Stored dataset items
%%

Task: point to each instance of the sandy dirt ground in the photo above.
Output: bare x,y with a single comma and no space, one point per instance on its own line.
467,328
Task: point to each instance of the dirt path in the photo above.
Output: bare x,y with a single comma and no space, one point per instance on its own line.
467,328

%%

Given instruction :: Rewrite all of the lines above, changing "instance" to "occurrence" wherever it appears and leaving everything else as it is.

Solution below ::
Task: point to each occurrence of the sandy dirt ground in the photo above.
Output: bare x,y with a single comma and no space, one point per occurrence on its own line.
467,328
Task: point to each occurrence of the dirt path in the photo above.
Output: bare x,y with a single comma and no space, one point per occurrence on its own line.
467,328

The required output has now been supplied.